What to do: Can you write out the lines below again, swapping "Sample of the format" for "Example of the format" wherever it appears and keeping everything else the same? Leave the pictures out.
++++++++++++++++++++
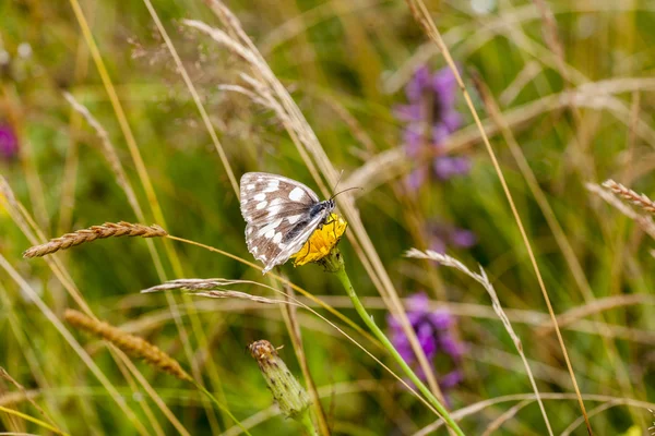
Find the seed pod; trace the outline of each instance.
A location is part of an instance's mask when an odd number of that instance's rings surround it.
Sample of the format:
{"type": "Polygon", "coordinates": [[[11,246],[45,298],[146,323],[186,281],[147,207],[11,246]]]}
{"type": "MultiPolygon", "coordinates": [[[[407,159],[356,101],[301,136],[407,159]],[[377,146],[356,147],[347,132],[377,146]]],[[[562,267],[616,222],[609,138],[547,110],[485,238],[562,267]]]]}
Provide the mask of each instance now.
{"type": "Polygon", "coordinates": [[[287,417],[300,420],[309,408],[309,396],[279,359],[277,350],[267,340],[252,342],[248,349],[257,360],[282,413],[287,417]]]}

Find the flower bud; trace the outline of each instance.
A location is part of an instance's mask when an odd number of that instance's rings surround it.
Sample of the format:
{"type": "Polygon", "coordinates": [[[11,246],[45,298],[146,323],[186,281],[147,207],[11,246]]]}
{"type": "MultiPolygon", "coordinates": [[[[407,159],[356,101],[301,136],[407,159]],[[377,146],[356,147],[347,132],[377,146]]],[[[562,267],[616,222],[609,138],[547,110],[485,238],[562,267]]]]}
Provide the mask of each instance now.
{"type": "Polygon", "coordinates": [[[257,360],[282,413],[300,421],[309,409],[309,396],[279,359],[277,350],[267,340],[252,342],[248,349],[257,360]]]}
++++++++++++++++++++
Exercise solution:
Find the seed pod; trace the outline of each instance.
A location is part of an instance's mask when an odd number of that instance's rings surround it.
Example of the format:
{"type": "Polygon", "coordinates": [[[11,246],[45,298],[146,323],[186,281],[147,207],[11,246]]]}
{"type": "MultiPolygon", "coordinates": [[[[407,159],[356,101],[301,136],[407,159]],[[377,146],[356,147],[347,132],[377,146]]],[[[562,267],[616,222],[609,138],[547,110],[485,238],[562,267]]]]}
Provide the mask of each instance now.
{"type": "Polygon", "coordinates": [[[287,417],[300,420],[309,408],[309,396],[279,359],[277,350],[267,340],[252,342],[248,349],[257,360],[282,413],[287,417]]]}

Find the flower bud; trace the outline of each instance.
A location is part of an instance's mask when an odd number of that instance's rings surround it.
Example of the format:
{"type": "Polygon", "coordinates": [[[11,246],[45,298],[146,323],[186,281],[147,207],[11,246]]]}
{"type": "MultiPolygon", "coordinates": [[[[407,159],[356,101],[301,136],[407,159]],[[377,146],[356,147],[347,132],[377,146]]],[[[562,267],[616,222],[609,138],[547,110],[485,238],[562,267]]]]}
Provide the mask of each instance now.
{"type": "Polygon", "coordinates": [[[257,360],[282,413],[300,421],[309,409],[309,396],[279,359],[277,350],[267,340],[252,342],[248,349],[257,360]]]}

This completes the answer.